Rémunération et notion de service fait

La notion de “service fait” et ses conséquences pour l’agent public

La rémunération est due après service fait

Le principe du « service fait » est un dispositif protecteur des deniers publics qui interdit de payer une dépense publique, avant que les prestations qu’elle rémunère n’aient été effectivement exécutées par le partenaire de l’organisme public (fournisseur, agent…).

Les fonctionnaires ont droit, après service fait, à une rémunération comprenant le traitement, l’indemnité de résidence, le supplément familial de traitement ainsi que les indemnités instituées par un texte législatif ou réglementaire (art. 20 de la loi n° 83-634 du 13 juil. 1983).

Le principe est donc la rémunération après service fait.

Toutefois, les dispositions statutaires prévoient des situations dans lesquelles l’agent est autorisé ou contraint à ne pas accomplir tout ou partie de son service, en continuant à percevoir une rémunération, notamment : congés rémunérés, suspension, décharge d’activité de service, autorisations d’absence, congé spécial, maintien en surnombre, exercice du droit de retrait. La jurisprudence a aussi répondu à un certain nombre de questions.

Les différents congés constituent du “service fait” :

Les congés prévus à l’article 34 de la loi n° 84-16 du 11 janvier 1984, sont considérés, pour l’application de la réglementation sur les congés annuels, comme service accompli (décret n° 84-972 du 26 octobre 1984 relatif aux congés annuels des fonctionnaires de l’Etat, notamment le 3ème alinéa de son article 1er : “Les congés prévus à l’article 34 de la loi du 11 janvier 1984 susvisée sont considérés, pour l’application de ces dispositions, comme service accompli”.)

Nous l’écrivons depuis des années : c’est bien à tort que certaines autorités administratives estiment que les congés de maladie et maternité (notamment) n’ouvrent pas droit à récupération des congés annuels. Ou qu’un certain nombre de congés ne sont pas générateurs d’ARTT (seuls les congés pour raison de santé ne le sont pas).

Données d'expressions référentielles:
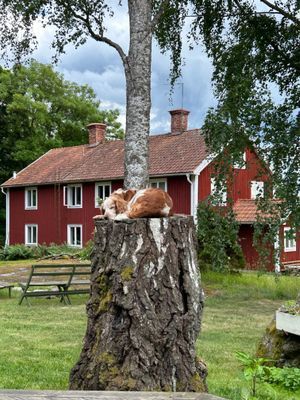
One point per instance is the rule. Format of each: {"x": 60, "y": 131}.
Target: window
{"x": 257, "y": 189}
{"x": 75, "y": 235}
{"x": 159, "y": 184}
{"x": 289, "y": 240}
{"x": 102, "y": 191}
{"x": 240, "y": 163}
{"x": 219, "y": 192}
{"x": 31, "y": 234}
{"x": 73, "y": 196}
{"x": 31, "y": 198}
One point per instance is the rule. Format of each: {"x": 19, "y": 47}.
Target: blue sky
{"x": 99, "y": 66}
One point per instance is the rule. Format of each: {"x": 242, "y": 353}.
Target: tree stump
{"x": 144, "y": 313}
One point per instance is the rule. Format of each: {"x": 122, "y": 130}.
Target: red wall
{"x": 287, "y": 256}
{"x": 52, "y": 217}
{"x": 241, "y": 188}
{"x": 180, "y": 191}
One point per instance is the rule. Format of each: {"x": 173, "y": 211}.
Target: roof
{"x": 246, "y": 210}
{"x": 170, "y": 154}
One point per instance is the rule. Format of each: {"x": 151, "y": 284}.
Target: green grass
{"x": 40, "y": 344}
{"x": 237, "y": 311}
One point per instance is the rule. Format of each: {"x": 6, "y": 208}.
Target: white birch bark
{"x": 138, "y": 94}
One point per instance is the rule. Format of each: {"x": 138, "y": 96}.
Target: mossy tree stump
{"x": 145, "y": 308}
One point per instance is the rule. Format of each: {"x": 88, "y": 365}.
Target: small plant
{"x": 254, "y": 370}
{"x": 291, "y": 307}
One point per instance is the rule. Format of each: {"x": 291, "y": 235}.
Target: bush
{"x": 23, "y": 252}
{"x": 217, "y": 233}
{"x": 16, "y": 252}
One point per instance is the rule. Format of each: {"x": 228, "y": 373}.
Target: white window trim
{"x": 292, "y": 248}
{"x": 26, "y": 235}
{"x": 257, "y": 193}
{"x": 242, "y": 164}
{"x": 27, "y": 207}
{"x": 67, "y": 196}
{"x": 69, "y": 226}
{"x": 97, "y": 184}
{"x": 213, "y": 188}
{"x": 157, "y": 180}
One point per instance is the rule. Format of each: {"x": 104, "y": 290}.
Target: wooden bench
{"x": 6, "y": 285}
{"x": 56, "y": 280}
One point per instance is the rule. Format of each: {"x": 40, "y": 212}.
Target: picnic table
{"x": 6, "y": 285}
{"x": 61, "y": 280}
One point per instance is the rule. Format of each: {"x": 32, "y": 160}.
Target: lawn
{"x": 40, "y": 344}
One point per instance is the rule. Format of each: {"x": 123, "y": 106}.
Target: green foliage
{"x": 253, "y": 368}
{"x": 291, "y": 307}
{"x": 39, "y": 110}
{"x": 16, "y": 252}
{"x": 23, "y": 252}
{"x": 256, "y": 370}
{"x": 217, "y": 236}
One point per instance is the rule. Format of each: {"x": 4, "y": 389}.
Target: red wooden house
{"x": 54, "y": 199}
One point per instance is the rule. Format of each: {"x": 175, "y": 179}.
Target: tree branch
{"x": 281, "y": 11}
{"x": 100, "y": 37}
{"x": 159, "y": 13}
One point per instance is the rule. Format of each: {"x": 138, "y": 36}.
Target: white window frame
{"x": 242, "y": 163}
{"x": 103, "y": 184}
{"x": 157, "y": 181}
{"x": 67, "y": 196}
{"x": 69, "y": 227}
{"x": 290, "y": 244}
{"x": 257, "y": 189}
{"x": 30, "y": 206}
{"x": 213, "y": 191}
{"x": 27, "y": 235}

# ÉNONCÉ
D'après le texte sur la rémunération et le service fait, énumérez les éléments qui composent la rémunération à laquelle les fonctionnaires ont droit après service fait.

# RÉSULTAT ATTENDU
- le traitement
- l'indemnité de résidence
- le supplément familial de traitement
- les indemnités instituées par un texte législatif ou réglementaire